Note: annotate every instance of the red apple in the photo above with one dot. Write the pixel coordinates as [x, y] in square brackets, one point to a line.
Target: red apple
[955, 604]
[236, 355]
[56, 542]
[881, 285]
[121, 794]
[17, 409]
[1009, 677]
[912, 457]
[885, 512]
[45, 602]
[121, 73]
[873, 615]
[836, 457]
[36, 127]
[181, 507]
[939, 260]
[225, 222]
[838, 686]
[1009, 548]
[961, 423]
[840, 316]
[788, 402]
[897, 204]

----

List each line of the entries above that contains the string "apple", matching case exactly.

Note: annotate every instance of the red apple in the photo above with one dot. Write the pixel coordinates as [x, y] in square brackets, one point to a line.
Target: red apple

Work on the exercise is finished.